_PROBLEM DESCRIPTION_: Starting with the line that contains "Objective — one point per instance of the shoreline" and going on through the last line of the material, rewrite those lines as a numbered list with any blank lines omitted.

-- start of RECORD SET --

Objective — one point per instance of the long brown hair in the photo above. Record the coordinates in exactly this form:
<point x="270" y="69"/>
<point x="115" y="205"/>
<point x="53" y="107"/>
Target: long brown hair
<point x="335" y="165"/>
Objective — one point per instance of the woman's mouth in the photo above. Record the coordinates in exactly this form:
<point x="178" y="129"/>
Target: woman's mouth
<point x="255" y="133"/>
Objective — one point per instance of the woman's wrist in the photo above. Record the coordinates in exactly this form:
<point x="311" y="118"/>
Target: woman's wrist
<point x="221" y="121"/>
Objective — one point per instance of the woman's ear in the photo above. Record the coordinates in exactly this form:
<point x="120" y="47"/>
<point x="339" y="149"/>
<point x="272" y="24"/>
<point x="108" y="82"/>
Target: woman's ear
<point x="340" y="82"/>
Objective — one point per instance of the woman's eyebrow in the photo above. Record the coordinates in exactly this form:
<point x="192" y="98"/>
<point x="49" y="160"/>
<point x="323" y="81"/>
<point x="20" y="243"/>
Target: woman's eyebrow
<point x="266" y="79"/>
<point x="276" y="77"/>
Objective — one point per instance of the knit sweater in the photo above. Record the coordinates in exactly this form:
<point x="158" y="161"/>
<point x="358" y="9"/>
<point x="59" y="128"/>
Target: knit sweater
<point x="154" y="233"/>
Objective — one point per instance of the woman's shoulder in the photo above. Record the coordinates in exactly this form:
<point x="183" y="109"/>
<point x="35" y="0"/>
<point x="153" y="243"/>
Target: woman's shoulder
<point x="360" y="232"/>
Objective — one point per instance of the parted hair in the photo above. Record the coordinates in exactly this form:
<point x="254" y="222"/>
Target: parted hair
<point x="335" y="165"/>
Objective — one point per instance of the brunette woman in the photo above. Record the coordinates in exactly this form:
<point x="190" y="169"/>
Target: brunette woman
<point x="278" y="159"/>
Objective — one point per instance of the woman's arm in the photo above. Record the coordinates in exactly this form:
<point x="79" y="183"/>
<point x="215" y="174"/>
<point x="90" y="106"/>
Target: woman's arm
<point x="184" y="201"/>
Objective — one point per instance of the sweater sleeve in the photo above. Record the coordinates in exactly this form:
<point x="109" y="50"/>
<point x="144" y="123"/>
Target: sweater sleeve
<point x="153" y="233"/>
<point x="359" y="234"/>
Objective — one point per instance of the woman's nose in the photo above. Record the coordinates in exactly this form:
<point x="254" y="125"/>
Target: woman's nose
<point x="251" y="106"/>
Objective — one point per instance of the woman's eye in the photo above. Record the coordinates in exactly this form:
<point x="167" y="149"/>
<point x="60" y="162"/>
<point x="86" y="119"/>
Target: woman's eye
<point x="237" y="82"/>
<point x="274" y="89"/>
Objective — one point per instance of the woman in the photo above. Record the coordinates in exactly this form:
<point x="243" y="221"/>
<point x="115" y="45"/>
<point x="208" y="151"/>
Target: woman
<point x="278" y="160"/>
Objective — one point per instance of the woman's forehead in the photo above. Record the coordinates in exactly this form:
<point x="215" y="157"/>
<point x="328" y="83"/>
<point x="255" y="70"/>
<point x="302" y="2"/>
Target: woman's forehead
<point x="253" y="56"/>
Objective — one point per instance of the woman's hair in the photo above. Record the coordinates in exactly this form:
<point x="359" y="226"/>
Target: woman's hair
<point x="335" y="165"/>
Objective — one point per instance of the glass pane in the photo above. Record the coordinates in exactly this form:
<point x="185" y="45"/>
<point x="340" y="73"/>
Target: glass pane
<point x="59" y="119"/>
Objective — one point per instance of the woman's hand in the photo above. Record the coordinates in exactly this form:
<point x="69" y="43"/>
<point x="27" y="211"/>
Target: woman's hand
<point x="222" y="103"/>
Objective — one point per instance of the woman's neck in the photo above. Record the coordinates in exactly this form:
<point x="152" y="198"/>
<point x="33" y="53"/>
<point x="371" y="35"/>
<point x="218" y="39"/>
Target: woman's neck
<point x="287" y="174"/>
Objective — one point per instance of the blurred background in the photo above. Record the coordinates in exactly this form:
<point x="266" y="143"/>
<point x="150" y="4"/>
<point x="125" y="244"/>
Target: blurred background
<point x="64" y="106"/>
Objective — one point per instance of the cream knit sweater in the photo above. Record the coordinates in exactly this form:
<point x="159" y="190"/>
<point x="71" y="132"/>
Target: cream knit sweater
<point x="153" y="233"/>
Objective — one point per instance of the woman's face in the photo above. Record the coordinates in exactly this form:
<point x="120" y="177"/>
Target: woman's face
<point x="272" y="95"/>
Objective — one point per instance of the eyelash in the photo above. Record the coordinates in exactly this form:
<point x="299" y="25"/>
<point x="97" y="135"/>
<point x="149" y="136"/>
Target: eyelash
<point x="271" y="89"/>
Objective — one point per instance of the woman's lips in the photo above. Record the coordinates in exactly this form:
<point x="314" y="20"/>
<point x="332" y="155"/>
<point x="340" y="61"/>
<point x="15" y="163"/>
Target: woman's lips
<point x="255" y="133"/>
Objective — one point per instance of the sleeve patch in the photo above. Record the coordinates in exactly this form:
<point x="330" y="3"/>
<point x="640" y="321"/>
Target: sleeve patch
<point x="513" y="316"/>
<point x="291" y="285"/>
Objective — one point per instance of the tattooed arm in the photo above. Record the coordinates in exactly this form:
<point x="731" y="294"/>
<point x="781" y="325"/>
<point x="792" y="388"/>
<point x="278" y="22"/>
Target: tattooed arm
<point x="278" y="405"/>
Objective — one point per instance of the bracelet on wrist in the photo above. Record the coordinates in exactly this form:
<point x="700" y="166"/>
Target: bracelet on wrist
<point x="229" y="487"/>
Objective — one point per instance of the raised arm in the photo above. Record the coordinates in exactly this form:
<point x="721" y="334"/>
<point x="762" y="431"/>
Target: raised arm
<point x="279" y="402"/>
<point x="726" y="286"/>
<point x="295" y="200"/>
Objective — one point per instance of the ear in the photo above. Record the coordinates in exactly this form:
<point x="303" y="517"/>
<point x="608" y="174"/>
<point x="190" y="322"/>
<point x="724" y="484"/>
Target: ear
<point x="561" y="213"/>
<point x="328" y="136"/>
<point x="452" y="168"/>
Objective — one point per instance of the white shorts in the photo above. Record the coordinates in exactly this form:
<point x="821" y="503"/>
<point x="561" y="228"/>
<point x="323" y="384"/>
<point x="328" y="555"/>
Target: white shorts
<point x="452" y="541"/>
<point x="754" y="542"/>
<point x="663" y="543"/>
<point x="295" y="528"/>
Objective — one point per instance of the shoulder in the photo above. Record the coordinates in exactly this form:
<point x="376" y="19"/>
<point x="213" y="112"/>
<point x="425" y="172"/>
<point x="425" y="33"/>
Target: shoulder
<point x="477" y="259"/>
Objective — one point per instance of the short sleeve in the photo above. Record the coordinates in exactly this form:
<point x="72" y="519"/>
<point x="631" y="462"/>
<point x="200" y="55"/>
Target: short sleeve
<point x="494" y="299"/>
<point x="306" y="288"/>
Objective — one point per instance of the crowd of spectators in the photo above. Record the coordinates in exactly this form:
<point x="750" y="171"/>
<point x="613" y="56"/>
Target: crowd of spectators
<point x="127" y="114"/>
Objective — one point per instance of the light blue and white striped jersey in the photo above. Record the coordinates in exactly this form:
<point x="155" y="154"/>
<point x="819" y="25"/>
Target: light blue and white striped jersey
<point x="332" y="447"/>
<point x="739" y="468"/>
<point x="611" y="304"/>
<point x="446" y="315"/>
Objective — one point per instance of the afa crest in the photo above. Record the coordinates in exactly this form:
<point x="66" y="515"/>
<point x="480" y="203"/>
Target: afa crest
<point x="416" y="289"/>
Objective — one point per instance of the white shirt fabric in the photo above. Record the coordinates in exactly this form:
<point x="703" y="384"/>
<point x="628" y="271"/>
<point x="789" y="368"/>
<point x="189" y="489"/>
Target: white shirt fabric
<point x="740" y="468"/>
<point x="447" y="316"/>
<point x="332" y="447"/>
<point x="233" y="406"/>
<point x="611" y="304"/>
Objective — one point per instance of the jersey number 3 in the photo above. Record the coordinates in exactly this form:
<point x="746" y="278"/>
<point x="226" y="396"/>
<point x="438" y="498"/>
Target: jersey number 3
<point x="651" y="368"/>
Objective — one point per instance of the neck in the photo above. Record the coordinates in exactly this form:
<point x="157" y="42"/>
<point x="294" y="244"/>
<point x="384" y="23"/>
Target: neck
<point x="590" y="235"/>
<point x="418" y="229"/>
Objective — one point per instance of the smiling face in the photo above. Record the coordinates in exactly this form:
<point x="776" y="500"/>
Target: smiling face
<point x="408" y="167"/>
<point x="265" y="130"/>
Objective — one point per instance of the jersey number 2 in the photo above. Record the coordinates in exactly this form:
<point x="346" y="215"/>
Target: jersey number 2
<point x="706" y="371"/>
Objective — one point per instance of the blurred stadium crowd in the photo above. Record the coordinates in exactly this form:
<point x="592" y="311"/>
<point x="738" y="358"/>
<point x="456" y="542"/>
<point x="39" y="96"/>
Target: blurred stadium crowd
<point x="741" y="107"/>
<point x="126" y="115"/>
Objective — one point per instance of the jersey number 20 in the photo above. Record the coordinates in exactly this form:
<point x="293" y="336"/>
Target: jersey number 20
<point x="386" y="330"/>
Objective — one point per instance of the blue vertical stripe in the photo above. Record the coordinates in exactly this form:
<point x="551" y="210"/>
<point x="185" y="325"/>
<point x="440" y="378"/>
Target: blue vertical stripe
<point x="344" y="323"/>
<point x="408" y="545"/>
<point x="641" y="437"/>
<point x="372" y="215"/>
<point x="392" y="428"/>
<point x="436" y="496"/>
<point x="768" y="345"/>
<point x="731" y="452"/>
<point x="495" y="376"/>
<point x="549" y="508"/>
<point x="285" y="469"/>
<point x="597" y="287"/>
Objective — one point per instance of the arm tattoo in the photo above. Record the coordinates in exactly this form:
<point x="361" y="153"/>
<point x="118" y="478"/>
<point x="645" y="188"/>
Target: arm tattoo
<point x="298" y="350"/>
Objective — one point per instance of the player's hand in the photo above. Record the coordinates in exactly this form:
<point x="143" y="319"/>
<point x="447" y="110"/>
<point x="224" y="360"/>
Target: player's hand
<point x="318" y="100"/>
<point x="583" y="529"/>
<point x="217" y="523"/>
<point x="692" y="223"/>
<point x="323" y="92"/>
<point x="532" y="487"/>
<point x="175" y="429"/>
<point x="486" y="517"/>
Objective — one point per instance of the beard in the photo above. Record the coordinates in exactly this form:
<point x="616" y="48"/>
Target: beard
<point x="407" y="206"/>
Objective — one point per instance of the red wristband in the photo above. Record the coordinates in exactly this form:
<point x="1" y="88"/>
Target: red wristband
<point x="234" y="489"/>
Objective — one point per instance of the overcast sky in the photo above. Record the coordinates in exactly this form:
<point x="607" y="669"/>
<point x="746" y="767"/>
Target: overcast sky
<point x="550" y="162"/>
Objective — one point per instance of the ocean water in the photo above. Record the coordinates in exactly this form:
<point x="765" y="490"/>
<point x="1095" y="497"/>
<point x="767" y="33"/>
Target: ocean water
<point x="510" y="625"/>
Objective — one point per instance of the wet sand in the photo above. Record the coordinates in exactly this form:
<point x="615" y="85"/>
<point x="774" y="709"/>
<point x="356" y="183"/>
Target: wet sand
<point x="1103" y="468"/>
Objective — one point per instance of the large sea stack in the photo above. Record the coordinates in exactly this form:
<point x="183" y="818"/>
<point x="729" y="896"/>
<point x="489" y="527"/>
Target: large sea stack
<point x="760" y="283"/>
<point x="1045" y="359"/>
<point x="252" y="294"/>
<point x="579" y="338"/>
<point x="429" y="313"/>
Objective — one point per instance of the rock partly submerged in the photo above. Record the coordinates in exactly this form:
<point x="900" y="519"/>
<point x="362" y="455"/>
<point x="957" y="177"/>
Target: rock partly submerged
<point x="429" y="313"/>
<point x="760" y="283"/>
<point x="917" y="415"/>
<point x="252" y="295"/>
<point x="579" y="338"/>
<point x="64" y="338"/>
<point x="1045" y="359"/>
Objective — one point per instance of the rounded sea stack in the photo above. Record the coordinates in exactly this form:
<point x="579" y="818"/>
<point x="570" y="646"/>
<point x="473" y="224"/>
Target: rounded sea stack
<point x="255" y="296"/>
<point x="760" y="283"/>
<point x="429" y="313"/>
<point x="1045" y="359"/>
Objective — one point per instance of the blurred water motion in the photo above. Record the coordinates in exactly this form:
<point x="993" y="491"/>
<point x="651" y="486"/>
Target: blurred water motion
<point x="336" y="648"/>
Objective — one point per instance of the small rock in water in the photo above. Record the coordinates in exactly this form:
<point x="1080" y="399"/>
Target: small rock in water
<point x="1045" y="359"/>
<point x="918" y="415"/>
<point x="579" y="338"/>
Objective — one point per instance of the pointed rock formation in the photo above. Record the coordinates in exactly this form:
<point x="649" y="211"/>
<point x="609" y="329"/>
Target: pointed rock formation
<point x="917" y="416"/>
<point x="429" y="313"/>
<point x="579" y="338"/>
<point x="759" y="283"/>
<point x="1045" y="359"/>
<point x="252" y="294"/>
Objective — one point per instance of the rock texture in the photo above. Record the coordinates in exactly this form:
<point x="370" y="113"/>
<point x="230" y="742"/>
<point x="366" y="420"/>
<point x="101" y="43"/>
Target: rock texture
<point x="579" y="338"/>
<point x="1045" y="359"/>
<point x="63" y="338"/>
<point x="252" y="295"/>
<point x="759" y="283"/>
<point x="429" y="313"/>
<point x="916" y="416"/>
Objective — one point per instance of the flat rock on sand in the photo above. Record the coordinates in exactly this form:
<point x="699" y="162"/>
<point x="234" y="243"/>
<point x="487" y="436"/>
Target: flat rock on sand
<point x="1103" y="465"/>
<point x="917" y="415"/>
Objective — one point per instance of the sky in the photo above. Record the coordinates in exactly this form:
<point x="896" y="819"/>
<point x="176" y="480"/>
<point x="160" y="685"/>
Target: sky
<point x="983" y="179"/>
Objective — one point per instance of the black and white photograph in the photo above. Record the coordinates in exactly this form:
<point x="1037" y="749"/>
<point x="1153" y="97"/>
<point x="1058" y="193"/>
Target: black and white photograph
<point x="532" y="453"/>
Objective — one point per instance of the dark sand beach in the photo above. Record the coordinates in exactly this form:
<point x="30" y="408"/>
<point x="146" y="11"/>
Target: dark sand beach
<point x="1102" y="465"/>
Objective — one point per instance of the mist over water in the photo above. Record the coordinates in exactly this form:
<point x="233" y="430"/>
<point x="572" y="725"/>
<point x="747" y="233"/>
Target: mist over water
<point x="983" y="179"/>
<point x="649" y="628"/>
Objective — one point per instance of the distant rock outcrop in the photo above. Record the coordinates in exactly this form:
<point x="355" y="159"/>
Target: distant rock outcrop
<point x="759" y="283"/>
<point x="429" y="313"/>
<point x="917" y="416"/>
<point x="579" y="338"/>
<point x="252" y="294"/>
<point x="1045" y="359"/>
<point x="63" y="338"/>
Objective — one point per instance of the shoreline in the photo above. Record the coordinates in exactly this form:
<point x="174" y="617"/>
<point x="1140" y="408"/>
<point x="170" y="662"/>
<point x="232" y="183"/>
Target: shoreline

-- end of RECORD SET --

_FINAL RESULT_:
1. Objective — one point per instance of the shoreline in the photo above. Record the coordinates in exactly this form:
2. <point x="174" y="617"/>
3. <point x="1140" y="408"/>
4. <point x="170" y="662"/>
5. <point x="232" y="183"/>
6. Target: shoreline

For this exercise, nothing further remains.